Paginafragment:
··········
Firma Karl-Heinz Neumann

en

Bundesanstalt für landwirtschaftliche Marktordnung,

HET HOF VAN JUSTITIE (Tweede kamer),

samengesteld als volgt: K. Bahlmann, kamerpresident, T. Koopmans en O. Due, rechters,

advocaat-generaal: P. VerLoren van Themaat

griffier: H. A. Rühl, hoofdadministrateur

  1. gelet op de opmerkingen, ingediend door:

    • firma Karl-Heinz Neumann, verzoekster in het hoofdgeding, voor de schriftelijke procedure vertegenwoordigd door D. Ehle, advocaat te Keulen, en ter terechtzitting door V. Schiller, advocaat te Keulen,

    • Commissie van de Europese Gemeenschappen, vertegenwoordigd door P. Karpenstein, lid van haar juridische dienst, als gemachtigde,

gehoord de conclusie van de advocaat-generaal ter terechtzitting van 26 september 1985,

het navolgende

ARREST

(omissis)

In rechte

Bij beschikking van 15 november 1984, ingekomen ten Hove op 14 december daaropvolgende, heeft het Verwaltungsgericht Frankfurt/Main krachtens artikel 177 EEG-Verdrag twee prejudiciële vragen gesteld over de uitlegging van verordening nr. 850/81 van de Raad van 1 april 1981 houdende wijziging van verordening nr. 878/77 in zake de in de landbouwsector toe te passen wisselkoersen (PB 1981, L 90, blz. 1), alsook over het bestaan van een algemeen rechtsbeginsel van objectieve onbillijkheid („sachliche Unbilligkeit”) in het gemeenschapsrecht.
··········
Doel: Kopieer woordelijk het gedeelte van het arrest dat opent met de woorden "het navolgende" en sluit met "in het gemeenschapsrecht.".

Verstrekte gegevens:
··········
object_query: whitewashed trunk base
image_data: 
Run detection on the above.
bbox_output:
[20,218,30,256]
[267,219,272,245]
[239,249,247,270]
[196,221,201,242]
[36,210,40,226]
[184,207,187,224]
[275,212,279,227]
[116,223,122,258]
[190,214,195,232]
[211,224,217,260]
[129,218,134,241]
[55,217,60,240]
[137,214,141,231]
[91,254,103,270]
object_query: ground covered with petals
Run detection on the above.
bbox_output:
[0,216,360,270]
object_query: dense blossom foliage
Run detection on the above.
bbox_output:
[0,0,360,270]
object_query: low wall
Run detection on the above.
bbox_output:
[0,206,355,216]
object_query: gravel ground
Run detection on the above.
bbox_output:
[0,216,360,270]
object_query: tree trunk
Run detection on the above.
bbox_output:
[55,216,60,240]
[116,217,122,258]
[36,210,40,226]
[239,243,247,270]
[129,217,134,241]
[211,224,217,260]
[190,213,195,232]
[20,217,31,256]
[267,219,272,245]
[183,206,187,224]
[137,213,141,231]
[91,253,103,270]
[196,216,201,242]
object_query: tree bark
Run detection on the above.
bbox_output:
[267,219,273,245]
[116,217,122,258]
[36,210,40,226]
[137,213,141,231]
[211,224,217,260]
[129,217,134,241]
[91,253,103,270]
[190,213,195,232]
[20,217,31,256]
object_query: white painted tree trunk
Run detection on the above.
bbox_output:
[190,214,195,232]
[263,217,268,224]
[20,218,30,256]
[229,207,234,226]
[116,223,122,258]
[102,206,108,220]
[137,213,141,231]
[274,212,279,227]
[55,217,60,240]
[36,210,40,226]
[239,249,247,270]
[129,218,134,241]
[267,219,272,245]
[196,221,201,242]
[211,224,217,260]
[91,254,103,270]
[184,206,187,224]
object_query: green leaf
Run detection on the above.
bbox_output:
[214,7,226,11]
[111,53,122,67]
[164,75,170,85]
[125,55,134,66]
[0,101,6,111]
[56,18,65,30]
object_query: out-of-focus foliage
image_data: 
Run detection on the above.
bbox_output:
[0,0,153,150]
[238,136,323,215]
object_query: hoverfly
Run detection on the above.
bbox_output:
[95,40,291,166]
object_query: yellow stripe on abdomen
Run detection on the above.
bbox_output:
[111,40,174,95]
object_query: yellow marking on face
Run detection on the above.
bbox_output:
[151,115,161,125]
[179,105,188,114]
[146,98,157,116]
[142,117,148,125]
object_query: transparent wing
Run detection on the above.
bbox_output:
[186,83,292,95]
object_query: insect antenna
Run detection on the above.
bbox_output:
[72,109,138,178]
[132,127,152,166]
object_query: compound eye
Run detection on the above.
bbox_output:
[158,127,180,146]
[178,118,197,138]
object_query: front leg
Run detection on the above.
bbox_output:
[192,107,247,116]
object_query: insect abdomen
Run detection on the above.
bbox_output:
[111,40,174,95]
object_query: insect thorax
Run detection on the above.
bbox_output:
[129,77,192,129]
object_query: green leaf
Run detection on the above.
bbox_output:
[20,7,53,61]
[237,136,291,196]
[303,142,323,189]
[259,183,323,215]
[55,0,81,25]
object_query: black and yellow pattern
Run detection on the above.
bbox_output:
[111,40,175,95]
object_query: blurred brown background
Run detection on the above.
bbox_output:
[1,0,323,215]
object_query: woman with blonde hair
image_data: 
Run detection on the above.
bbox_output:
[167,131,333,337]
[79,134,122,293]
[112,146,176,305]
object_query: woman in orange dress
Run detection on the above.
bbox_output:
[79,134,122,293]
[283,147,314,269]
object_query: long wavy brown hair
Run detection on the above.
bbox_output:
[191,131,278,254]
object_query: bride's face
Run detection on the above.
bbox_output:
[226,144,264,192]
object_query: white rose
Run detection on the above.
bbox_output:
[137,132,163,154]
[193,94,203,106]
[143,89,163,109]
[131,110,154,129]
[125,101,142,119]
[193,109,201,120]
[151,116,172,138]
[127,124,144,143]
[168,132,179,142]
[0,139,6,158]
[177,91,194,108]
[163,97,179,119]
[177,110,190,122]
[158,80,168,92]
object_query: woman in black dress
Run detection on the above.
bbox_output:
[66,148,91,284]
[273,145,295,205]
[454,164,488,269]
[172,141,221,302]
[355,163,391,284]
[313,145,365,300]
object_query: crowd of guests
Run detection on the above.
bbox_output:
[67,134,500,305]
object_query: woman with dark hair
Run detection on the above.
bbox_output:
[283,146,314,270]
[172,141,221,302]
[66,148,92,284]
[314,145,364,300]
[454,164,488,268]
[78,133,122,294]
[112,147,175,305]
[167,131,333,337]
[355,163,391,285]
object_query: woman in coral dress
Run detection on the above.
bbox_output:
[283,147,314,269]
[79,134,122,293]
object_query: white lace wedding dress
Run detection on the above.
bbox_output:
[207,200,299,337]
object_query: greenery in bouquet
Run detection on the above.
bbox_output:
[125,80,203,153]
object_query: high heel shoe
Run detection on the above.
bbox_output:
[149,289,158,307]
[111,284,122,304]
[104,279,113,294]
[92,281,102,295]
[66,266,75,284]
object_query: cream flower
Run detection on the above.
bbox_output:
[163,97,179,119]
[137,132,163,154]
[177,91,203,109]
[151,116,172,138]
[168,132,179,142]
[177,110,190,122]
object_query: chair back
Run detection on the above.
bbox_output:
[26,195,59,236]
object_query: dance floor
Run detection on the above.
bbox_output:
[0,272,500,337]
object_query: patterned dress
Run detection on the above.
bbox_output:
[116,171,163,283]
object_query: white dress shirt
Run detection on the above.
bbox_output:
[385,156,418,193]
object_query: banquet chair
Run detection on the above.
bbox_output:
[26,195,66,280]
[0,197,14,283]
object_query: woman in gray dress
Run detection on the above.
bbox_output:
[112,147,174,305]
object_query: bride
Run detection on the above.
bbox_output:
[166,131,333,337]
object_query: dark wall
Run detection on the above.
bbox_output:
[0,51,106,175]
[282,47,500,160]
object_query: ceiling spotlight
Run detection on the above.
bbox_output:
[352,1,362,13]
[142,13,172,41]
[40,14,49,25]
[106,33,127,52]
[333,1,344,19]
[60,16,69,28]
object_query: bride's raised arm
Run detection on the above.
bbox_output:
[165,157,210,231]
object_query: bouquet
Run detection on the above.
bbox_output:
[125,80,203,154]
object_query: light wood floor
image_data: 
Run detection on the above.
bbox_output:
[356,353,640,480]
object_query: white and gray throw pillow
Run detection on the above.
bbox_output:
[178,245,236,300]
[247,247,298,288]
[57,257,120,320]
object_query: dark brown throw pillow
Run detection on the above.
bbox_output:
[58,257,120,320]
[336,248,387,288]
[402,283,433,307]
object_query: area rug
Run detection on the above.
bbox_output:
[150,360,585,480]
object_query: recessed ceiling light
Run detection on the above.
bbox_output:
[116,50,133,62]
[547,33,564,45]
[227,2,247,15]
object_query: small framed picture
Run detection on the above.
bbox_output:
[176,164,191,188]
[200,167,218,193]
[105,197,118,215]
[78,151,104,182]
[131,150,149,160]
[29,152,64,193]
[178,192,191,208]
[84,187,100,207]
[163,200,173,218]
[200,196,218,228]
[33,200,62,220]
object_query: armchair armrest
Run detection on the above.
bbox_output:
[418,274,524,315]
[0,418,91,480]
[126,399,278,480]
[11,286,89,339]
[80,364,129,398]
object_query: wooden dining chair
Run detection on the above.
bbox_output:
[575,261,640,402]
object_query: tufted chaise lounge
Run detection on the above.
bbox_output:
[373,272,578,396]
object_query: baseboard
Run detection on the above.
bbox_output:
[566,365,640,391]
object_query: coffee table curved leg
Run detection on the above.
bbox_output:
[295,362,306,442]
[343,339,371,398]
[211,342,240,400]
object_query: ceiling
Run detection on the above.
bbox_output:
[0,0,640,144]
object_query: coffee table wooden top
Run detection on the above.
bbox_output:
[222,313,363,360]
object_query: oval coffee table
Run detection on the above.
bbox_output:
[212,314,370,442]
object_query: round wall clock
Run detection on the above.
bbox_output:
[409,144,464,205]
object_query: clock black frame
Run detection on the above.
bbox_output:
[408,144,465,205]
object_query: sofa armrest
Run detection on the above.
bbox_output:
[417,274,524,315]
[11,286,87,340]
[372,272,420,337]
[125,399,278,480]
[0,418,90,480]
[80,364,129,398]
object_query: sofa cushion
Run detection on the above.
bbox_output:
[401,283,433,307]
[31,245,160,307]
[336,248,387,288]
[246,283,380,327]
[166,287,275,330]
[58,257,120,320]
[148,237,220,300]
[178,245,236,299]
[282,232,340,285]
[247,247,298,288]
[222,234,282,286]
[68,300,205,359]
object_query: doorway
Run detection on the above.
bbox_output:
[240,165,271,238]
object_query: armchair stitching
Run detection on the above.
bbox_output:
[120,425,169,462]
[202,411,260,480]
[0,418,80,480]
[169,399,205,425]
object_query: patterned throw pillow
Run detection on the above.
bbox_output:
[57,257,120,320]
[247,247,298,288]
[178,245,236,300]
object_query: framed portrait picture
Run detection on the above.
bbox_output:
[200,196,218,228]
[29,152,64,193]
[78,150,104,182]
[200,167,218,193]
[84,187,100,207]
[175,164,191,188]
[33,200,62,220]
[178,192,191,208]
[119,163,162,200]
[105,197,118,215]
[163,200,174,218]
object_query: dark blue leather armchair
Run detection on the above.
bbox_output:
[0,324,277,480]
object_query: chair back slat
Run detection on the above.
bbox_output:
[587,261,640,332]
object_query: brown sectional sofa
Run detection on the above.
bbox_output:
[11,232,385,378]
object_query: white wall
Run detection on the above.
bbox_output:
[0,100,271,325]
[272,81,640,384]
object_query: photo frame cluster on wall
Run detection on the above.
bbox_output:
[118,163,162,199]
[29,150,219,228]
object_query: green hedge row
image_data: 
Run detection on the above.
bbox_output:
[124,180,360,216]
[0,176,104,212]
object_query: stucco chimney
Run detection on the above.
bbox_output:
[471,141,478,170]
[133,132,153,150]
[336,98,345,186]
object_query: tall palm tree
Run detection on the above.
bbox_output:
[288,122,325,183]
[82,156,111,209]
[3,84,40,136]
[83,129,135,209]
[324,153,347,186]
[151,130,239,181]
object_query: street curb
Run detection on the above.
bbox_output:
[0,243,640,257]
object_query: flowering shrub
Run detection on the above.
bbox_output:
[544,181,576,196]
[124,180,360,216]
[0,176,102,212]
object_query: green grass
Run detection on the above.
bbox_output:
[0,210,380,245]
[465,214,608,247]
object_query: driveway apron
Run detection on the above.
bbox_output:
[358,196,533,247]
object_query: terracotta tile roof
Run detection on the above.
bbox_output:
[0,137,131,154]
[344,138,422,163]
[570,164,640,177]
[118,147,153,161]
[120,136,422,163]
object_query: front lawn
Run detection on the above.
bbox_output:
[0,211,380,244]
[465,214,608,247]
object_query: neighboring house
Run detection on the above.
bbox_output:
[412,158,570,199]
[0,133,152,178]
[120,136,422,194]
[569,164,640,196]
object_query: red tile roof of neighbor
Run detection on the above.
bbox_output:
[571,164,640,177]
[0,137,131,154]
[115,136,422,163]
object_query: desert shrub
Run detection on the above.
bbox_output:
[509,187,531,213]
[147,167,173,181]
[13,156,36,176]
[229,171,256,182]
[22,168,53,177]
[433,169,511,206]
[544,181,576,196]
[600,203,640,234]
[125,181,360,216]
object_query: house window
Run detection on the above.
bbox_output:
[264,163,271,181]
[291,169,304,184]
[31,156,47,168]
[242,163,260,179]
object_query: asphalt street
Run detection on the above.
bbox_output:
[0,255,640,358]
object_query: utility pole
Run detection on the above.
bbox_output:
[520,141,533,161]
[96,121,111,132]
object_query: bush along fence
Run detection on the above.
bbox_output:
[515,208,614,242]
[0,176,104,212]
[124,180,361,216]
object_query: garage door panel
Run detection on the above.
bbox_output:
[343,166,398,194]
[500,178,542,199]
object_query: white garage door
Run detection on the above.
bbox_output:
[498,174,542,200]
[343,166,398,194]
··········
Resultaat oefening:
het navolgende

ARREST

(omissis)

In rechte

Bij beschikking van 15 november 1984, ingekomen ten Hove op 14 december daaropvolgende, heeft het Verwaltungsgericht Frankfurt/Main krachtens artikel 177 EEG-Verdrag twee prejudiciële vragen gesteld over de uitlegging van verordening nr. 850/81 van de Raad van 1 april 1981 houdende wijziging van verordening nr. 878/77 in zake de in de landbouwsector toe te passen wisselkoersen (PB 1981, L 90, blz. 1), alsook over het bestaan van een algemeen rechtsbeginsel van objectieve onbillijkheid („sachliche Unbilligkeit”) in het gemeenschapsrecht.